SUPPLIED PASSAGE:
Goodwill vs Responsibility

The Era of Anxiety - 3

by Epiphanes

These days, people seem less willing to help one another. When someone falls on the street, others hesitate for a moment. Even in situations where help is clearly needed, people often take a step back. When we see scenes like this, we tend to say the same thing. The world has grown cold. But is that really true? Is it because people have become less kind than before? Or is it because being kind has become riskier than it used to be?


A few years ago, the term Pence rule became widely known. It meant avoiding situations where a man and a woman are alone together. When the idea first appeared, it drew a lot of criticism. Some saw it as a refusal of solidarity, an extreme form of self protection, or even a step backward for gender equality. But the people who followed it usually gave a similar reason. It was not that they did not want to help. It was that they did not feel they could bear the risk of being misunderstood.


What matters here is not whether that choice is right or wrong. What matters is the kind of environment that produced it. In a world where goodwill is no longer read simply as goodwill, where records and judgment move faster than explanation, even moral action starts to feel like a matter of risk management.


This change also appears in moments of crisis. Someone sees a person collapsed on the street and chooses not to step in directly, but only to call for help, or sometimes to walk away altogether. On the surface, it may look cold. But there is another calculation underneath it. If something goes wrong while helping, the individual may end up carrying the blame alone. People have seen too many cases where goodwill was not protected. In that kind of world, helping is no longer a virtue. It becomes a risk.


The same pattern appears in smaller moments of everyday life. Someone sees a wallet or a card lying on the ground and does not pick it up. They do not want to be suspected, or blamed for something they did not do, while trying to return it. Yet this kind of behavior is often dressed up as honesty or civic maturity. People call it a sign of a mature culture, one where you do not touch what belongs to someone else.

TO BE DONE:
A - Reproduce verbatim the part of the essay on goodwill and responsibility starting with "The same pattern" and going on through "to someone else.".
B - Resume the essay on goodwill and responsibility, writing on from its final paragraph.
The items after the essay are not needed for either task.

(Object-pointing dataset rows)
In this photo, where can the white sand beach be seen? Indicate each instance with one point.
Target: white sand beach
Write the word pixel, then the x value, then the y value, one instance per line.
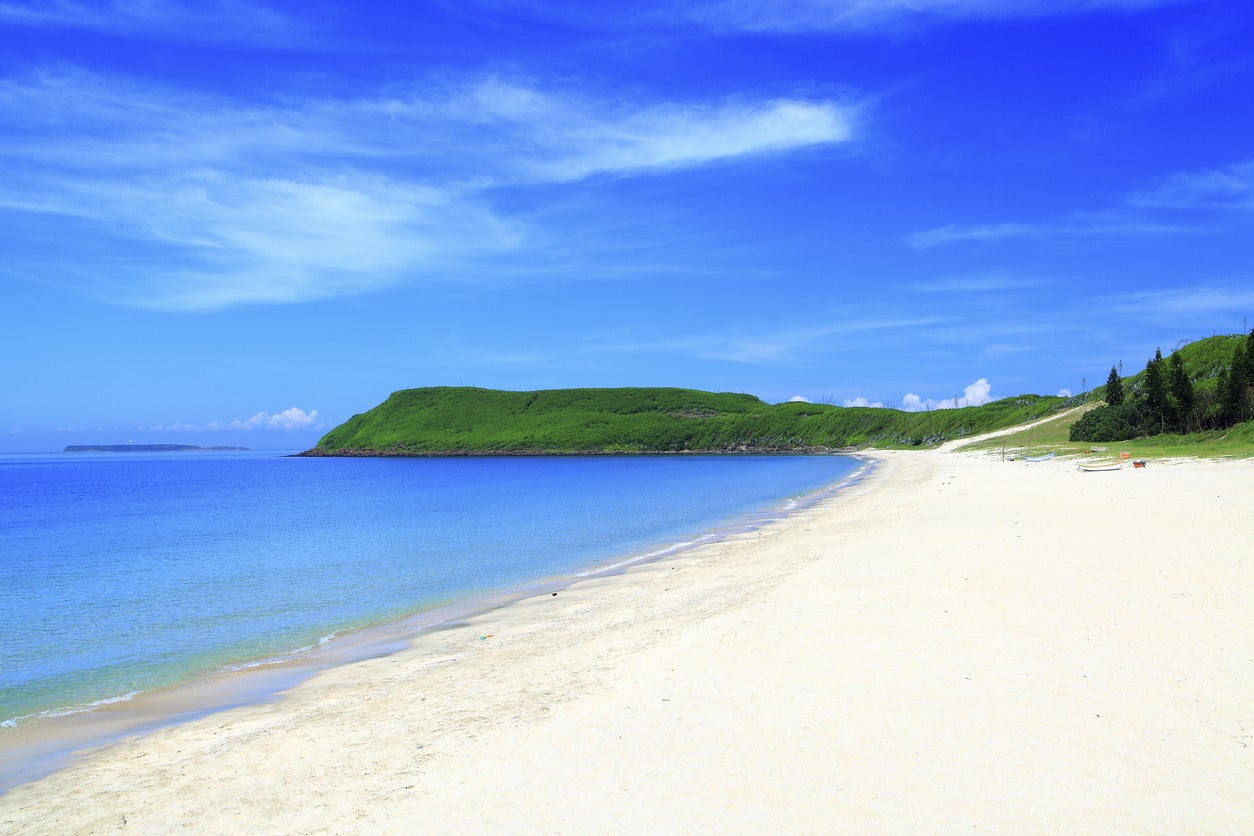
pixel 956 644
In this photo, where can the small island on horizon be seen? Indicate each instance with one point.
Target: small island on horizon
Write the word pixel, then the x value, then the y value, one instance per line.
pixel 148 448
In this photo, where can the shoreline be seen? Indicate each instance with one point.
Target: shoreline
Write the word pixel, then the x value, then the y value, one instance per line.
pixel 40 746
pixel 954 642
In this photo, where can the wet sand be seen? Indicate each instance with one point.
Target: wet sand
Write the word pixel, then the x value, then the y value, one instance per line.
pixel 954 643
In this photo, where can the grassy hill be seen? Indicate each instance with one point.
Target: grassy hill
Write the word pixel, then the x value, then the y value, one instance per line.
pixel 479 421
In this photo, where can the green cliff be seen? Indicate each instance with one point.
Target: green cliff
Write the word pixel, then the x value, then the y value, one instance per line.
pixel 478 421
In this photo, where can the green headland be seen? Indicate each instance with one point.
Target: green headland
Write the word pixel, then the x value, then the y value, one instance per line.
pixel 1213 404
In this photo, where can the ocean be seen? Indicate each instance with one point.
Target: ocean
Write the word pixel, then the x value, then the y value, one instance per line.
pixel 124 574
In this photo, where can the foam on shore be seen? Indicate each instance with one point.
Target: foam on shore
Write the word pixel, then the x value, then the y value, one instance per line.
pixel 954 643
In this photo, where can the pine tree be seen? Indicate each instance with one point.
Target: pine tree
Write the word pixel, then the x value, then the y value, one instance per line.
pixel 1114 387
pixel 1232 396
pixel 1181 391
pixel 1156 389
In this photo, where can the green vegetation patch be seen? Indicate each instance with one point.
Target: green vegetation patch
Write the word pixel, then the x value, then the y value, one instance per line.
pixel 478 421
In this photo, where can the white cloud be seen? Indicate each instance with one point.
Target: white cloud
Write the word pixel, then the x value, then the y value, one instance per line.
pixel 976 394
pixel 956 233
pixel 862 15
pixel 1222 188
pixel 679 137
pixel 183 20
pixel 290 419
pixel 233 203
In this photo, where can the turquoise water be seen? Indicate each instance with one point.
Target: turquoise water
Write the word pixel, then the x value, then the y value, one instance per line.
pixel 126 573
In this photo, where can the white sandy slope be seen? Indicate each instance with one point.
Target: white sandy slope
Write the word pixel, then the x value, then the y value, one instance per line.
pixel 957 644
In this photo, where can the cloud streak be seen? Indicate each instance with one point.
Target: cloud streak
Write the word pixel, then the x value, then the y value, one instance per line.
pixel 870 15
pixel 184 20
pixel 287 420
pixel 275 202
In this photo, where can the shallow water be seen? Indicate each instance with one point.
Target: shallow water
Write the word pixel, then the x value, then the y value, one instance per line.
pixel 127 573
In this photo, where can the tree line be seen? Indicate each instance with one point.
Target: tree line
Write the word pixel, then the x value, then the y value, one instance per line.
pixel 1166 399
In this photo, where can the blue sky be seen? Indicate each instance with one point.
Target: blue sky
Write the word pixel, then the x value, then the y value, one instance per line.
pixel 232 222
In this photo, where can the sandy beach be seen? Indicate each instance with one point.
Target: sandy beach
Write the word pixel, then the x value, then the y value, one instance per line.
pixel 957 643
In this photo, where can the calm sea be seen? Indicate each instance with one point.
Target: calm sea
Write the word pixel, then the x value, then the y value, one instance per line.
pixel 127 573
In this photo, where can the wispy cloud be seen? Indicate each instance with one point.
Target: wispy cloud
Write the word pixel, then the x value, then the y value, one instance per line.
pixel 1144 212
pixel 315 198
pixel 176 20
pixel 986 283
pixel 1217 301
pixel 976 394
pixel 1223 188
pixel 865 15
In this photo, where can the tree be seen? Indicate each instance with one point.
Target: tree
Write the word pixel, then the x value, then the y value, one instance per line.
pixel 1114 389
pixel 1156 389
pixel 1181 391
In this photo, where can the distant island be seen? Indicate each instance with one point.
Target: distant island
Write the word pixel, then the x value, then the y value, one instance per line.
pixel 148 448
pixel 1205 386
pixel 469 421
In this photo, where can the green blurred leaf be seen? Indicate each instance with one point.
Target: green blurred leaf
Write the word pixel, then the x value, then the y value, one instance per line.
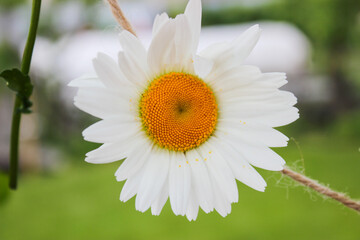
pixel 21 84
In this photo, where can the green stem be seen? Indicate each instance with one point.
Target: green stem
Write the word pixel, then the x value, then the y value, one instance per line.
pixel 25 67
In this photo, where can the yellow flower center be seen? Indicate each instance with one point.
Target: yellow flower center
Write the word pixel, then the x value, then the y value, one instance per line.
pixel 178 111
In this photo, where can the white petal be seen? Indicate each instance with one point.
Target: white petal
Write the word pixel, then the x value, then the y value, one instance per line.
pixel 135 161
pixel 159 203
pixel 254 134
pixel 159 22
pixel 193 206
pixel 112 129
pixel 110 74
pixel 193 13
pixel 155 174
pixel 275 78
pixel 244 44
pixel 273 117
pixel 111 152
pixel 240 167
pixel 133 59
pixel 103 103
pixel 130 187
pixel 236 77
pixel 200 180
pixel 179 183
pixel 226 54
pixel 219 171
pixel 170 49
pixel 257 155
pixel 202 66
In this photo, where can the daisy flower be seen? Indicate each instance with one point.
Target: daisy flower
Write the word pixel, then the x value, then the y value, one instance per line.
pixel 186 124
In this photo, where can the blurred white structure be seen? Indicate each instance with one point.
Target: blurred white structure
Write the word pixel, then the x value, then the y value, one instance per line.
pixel 282 47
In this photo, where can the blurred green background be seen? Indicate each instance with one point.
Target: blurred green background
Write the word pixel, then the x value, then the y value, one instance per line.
pixel 62 197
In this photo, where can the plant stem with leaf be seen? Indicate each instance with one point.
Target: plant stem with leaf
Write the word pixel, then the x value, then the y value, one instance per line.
pixel 16 118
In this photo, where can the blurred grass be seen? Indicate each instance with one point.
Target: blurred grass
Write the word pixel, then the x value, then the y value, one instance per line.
pixel 81 202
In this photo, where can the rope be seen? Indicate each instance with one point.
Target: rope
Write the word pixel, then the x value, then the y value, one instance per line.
pixel 322 189
pixel 119 16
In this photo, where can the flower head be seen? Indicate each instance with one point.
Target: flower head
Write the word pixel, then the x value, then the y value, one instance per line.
pixel 187 123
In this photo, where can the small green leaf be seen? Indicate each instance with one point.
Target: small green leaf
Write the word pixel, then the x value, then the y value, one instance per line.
pixel 21 84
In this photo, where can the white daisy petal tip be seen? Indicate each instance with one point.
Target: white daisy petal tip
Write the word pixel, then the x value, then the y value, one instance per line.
pixel 187 125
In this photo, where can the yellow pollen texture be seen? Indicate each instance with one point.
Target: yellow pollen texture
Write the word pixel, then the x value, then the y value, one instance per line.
pixel 178 111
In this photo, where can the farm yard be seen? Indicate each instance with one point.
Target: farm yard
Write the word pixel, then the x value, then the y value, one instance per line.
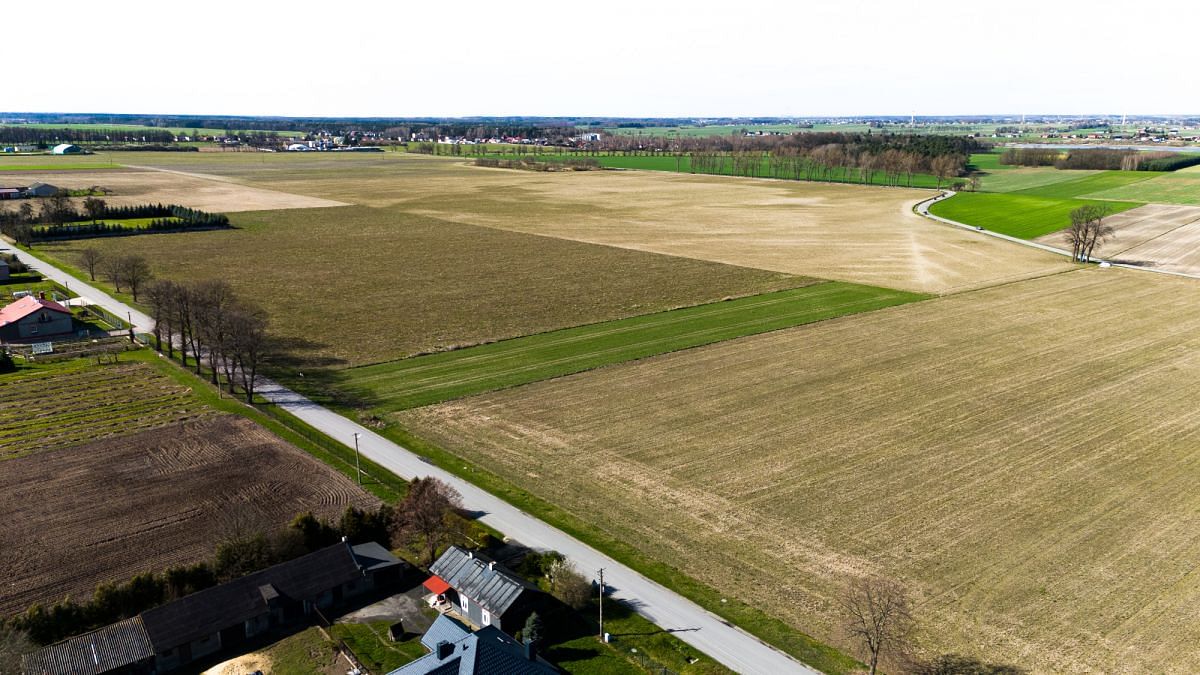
pixel 1038 500
pixel 61 405
pixel 145 501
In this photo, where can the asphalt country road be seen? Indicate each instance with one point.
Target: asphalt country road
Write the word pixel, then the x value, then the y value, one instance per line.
pixel 694 625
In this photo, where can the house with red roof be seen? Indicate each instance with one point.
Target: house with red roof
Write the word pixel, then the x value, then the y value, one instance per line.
pixel 33 318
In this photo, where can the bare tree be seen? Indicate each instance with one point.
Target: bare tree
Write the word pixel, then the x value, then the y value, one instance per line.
pixel 215 306
pixel 13 644
pixel 568 585
pixel 1087 228
pixel 90 260
pixel 421 517
pixel 136 272
pixel 879 617
pixel 246 345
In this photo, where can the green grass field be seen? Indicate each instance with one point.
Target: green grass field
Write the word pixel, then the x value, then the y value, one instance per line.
pixel 1089 184
pixel 1026 216
pixel 1176 187
pixel 449 375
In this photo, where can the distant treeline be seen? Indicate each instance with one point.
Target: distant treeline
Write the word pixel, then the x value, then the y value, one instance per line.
pixel 925 145
pixel 541 163
pixel 1098 159
pixel 59 219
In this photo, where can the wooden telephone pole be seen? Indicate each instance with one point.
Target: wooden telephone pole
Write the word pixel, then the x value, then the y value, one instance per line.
pixel 601 604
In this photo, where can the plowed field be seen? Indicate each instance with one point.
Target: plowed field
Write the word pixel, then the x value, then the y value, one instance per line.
pixel 109 509
pixel 1024 457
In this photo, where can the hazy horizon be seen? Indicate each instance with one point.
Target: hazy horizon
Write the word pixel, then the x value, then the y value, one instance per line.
pixel 858 58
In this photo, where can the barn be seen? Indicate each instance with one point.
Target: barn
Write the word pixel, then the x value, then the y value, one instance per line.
pixel 33 318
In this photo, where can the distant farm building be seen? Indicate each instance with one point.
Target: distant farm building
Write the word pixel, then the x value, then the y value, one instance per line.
pixel 33 318
pixel 42 190
pixel 225 616
pixel 481 591
pixel 455 649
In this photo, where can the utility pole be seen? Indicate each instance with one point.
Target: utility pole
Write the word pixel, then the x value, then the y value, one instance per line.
pixel 358 469
pixel 601 604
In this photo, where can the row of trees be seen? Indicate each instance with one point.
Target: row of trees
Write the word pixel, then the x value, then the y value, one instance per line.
pixel 207 321
pixel 1087 228
pixel 847 163
pixel 540 163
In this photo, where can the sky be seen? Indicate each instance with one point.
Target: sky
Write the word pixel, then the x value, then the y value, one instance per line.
pixel 835 58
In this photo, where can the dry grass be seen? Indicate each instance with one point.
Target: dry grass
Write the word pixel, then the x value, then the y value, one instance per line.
pixel 845 232
pixel 114 508
pixel 365 285
pixel 1020 455
pixel 198 191
pixel 849 233
pixel 1156 236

RESPONSES IN ORDER:
A -
The same pattern appears in smaller moments of everyday life. Someone sees a wallet or a card lying on the ground and does not pick it up. They do not want to be suspected, or blamed for something they did not do, while trying to return it. Yet this kind of behavior is often dressed up as honesty or civic maturity. People call it a sign of a mature culture, one where you do not touch what belongs to someone else.

B -
But this is less a sign of virtue than the result of living in an environment that teaches people it is safer not to get involved. Once the result of avoiding risk starts to look like cultural maturity, a problem that institutions should solve gets hidden under the language of personal character. Not helping begins to look like caution, manners, or maturity.


Immanuel Kant said that we should always treat other people as ends in themselves. To help someone is one of the clearest ways of treating them not as a tool, but as a person. The categorical imperative leaves no room for calculation. Whether it is risky or inconvenient, the right thing is still the right thing.


The problem is not that we have forgotten those words. The problem is that we live in a time when even doing the right thing can leave the individual carrying the full cost alone. Goodwill is doubted before it can be explained, and context is cut away before it can be considered. In conditions like these, the categorical imperative starts to feel less like a moral compass and more like a declaration that one is willing to take the risk.


But the problem does not end there. Anxiety does not lead only to passive avoidance. People sometimes step back to avoid responsibility, but at other times they scatter that responsibility under a different name.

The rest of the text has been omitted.